Task list |
1. In the passage on sensitive listening, rewrite the portion between "As you continue" and "will become easier.", inclusive, changing "appreciate" to "value".
2. Extend the article on sensitive listening beyond its final line.

# Text excerpt start

Kim Payton, Ph.D.
Have you had the experience of speaking to someone who was with you physically, but otherwise not there? How did it make you feel? Most people feel left out, uncared for, ignored, and before long, they begin to feel angry. One of the main functions of anger, in fact is to get other people’s attention.
Have you ever had the experience of realizing that you had not been there when someone else spoke? Where were you? Most people report that they are thinking of what they will say next, daydreaming, or distracted by something that is going on. This is automatic non-listening. We are not really fully present in the act of listening, and as such hear very little and often make others upset with us. Since, when we are lost in automatic pilot we can access only past memories and are isolated from the present, we miss out on what is going on in the moment.
Automatic non-listening is probably responsible for more misunderstandings and damaged relationships than anything else in human relationships. So what can we do about it? The solution is called sensitive listening, which is a discipline that helps us really be with people when they speak.
1. The first step is to DELAY AUTOMATIC REACTIONS, whatever they are, and focus on the speaker. Focus on all the aspects of their communication, their words, tone of voice, rate of speech, posture, level of tension, gestures, skin color, breathing and so on. Focusing on all of these messages provides important information on the total meaning of what the person is communicating.
Don’t worry about it being too much to pick up. We each have a 16 billion neuron bio-computer between our ears. We are picking up all this information anyway and reacting to it automatically and unconsciously. This exercise just makes us more conscious of what we are already receiving.
So the first step is to delay your automatic reaction to the speaker. If you are daydreaming, stop it and focus on the speaker. If you are thinking of what you are going to say, stop it. If your attention is wandering, stop it. You may find in the beginning that you have to delay your automatic reactions over and over, it just takes practice.
As you continue to focus on the speaker, they will notice your attention and appreciate it, at least unconsciously. You will also begin noticing things that will make what is really going on more interesting than your auto-pilot. Delaying your automatic pilot will become easier.
Hint: If you are having difficulty focusing on what the speaker is saying because, for example they are speaking too slowly, then try repeating their words internally, it can help you focus.
As you delay your response you may find that the exercise generates some energy in you that you may experience as tension. As you delay and focus on the speaker, remember to breathe deeply and regularly and release excess energy and tension on the exhale. Sensitive listening provides the additional benefit of time to relax whenever anyone speaks to you!
2. Once you have begun to focus your attention on the speaker, you can go on to the second step. The second step consists of asking yourself, “what is going on here?” and ACKNOWLEDGE OBVIOUS FACTS AND FEELINGS.
If the speaker is in a positive, open and clear state of awareness, you can simply respond to the content of what they are saying. By this point you will have been paying attention long enough for them to say what is on their mind and can just respond. Respond in a way that communicates precisely what you have just perceived using phrases like:
I get the impression that...
What I hear you saying is...
So what you are telling me is...

# Text excerpt end
# Listed records start

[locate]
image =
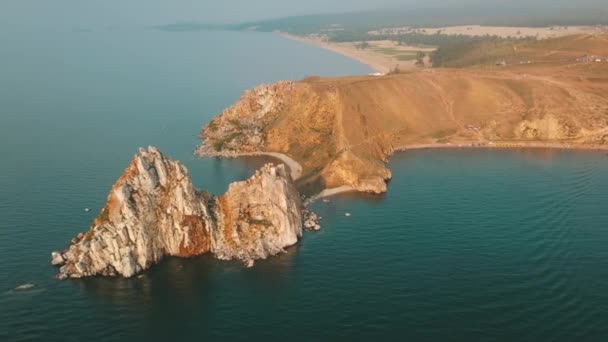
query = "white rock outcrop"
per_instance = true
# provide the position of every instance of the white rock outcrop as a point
(153, 210)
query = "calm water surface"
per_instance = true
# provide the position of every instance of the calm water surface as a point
(466, 245)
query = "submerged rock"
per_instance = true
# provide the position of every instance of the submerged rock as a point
(24, 287)
(311, 220)
(153, 211)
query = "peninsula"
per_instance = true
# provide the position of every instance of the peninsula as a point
(154, 211)
(545, 93)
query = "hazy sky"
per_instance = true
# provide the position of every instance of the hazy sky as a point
(151, 12)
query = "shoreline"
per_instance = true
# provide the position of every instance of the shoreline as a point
(296, 169)
(503, 146)
(373, 63)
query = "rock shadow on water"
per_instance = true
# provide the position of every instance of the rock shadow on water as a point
(191, 280)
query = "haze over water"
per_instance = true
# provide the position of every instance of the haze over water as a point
(466, 245)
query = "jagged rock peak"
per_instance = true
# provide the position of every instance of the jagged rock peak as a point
(153, 210)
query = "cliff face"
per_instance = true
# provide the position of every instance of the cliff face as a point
(342, 130)
(153, 210)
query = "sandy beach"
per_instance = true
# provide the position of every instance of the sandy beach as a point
(379, 62)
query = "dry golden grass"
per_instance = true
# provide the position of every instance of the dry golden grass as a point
(343, 129)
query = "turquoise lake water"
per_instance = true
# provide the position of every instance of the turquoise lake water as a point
(467, 245)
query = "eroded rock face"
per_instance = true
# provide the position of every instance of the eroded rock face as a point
(153, 210)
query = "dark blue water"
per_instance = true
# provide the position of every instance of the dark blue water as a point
(466, 245)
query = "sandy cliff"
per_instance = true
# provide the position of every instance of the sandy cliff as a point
(153, 211)
(342, 130)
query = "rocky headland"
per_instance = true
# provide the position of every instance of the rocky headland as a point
(343, 130)
(153, 211)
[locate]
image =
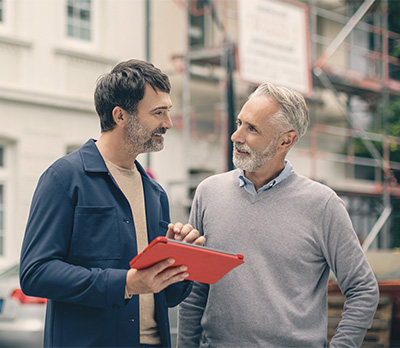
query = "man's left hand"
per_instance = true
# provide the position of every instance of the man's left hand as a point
(185, 233)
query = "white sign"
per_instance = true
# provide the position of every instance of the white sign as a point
(273, 43)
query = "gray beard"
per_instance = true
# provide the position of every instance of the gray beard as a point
(254, 160)
(140, 139)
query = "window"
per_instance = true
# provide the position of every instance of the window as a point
(79, 19)
(199, 23)
(5, 183)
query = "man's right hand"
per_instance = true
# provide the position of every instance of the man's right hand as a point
(155, 278)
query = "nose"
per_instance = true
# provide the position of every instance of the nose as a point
(168, 122)
(236, 137)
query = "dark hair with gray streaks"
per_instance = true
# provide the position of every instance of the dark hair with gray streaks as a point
(124, 86)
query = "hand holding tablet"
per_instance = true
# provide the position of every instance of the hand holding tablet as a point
(204, 265)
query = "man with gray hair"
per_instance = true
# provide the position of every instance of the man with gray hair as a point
(292, 232)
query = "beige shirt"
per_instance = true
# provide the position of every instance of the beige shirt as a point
(130, 183)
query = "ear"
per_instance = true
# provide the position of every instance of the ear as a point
(287, 140)
(119, 115)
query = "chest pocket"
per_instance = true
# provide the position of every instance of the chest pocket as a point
(96, 234)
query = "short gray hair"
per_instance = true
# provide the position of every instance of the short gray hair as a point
(293, 110)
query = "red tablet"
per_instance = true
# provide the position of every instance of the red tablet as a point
(204, 265)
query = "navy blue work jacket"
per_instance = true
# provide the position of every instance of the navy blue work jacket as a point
(79, 239)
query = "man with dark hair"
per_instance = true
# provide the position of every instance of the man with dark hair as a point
(93, 211)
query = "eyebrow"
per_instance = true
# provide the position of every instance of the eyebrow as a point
(161, 108)
(248, 124)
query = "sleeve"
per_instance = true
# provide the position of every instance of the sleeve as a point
(354, 275)
(44, 270)
(191, 310)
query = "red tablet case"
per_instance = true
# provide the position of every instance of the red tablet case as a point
(205, 265)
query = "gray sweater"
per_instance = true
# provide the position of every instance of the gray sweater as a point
(290, 236)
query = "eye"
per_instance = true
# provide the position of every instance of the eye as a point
(252, 129)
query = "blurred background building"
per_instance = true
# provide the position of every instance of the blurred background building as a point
(342, 55)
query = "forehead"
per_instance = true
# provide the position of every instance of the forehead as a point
(258, 109)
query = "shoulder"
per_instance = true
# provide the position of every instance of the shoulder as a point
(219, 180)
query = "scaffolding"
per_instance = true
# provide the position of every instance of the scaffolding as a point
(354, 63)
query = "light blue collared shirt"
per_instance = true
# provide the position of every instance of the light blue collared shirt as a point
(249, 186)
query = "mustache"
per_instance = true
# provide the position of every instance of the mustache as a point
(241, 147)
(161, 130)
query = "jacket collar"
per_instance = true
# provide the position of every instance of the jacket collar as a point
(93, 162)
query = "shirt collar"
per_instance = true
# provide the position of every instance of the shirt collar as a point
(249, 186)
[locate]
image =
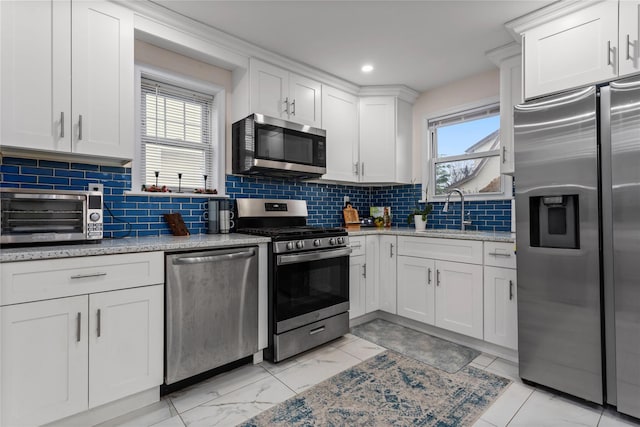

# Listed records end

The replies |
1.
As you continue to focus on the speaker, they will notice your attention and value it, at least unconsciously. You will also begin noticing things that will make what is really going on more interesting than your auto-pilot. Delaying your automatic pilot will become easier.

2.
This lets the speaker know that you have been listening and reassures them that you understand what they are saying. It also gives them a chance to let you know if you happen to be off track. The key to this step is to acknowledge the exactly what the speaker is saying without editorializing or commenting. Too often we want to get our opinion in before the speaker knows we have understood. By acknowledging precisely what they have said you let them know that you have heard, understood and accepted what they have said.
Communication requires acceptance, not agreement. To deny the reality of another person makes an enemy, to accept their experience and respond with your own makes for real relationship. Refusing to accept the experience of another person shuts off access to their most significant assets. Entering into their experience accesses their perspectives, knowledge and helps them want to help you.
If the speaker is not in such a clear state, you will notice it as you ask yourself “what is going on here?” The second step in this case consists of stating directly to the person what is obvious to you. Simply ACKNOWLEDGE OBVIOUS FACTS AND FEELINGS. For example:
You seem a bit tired today.
I see you are worried about what you are saying.
I feel that you are agitated and upset.
I get the impression that you are depressed.
I am picking up something off you, but I am not sure what it is.
Acknowledging the obvious in this way has a powerful effect on the listener. If you are accurate in your comment you will notice a shift in the speaker’s state which may even be dramatic. Usually you will find that the speaker will move into a state that improves their communication with you.
This method works particularly well with angry people because an angry person is really after quality attention and in using this method you are giving it to them. Initially you may be concerned that the angry person will blow up in your face if you say: “I get the feeling that you are angry, how can I help you?”, but you will find that most angry people will appreciate your directness. People tend to get bit by angry dogs when they run away, not when they face the dog. The same usually goes for angry people.
Note: There are two exceptions. Some people get lost in their anger either because of pathology, intoxication or just plain meanness. They required more advanced strategies. Secondly, some people who have become extremely angry need a little extra time to get it out of their system. Let them blow off steam, continue to acknowledge the obvious: “It takes a while to get over an upset like this doesn’t it?” Soon you will find a more rational person looking at you with gratitude, and a touch of embarrassment.
In this second step you establish rapport with the speaker. You let them know you are focusing on them, understand them and accept them for who they are. That is an extremely valuable experience for most people, and has the power to heal deep hurts.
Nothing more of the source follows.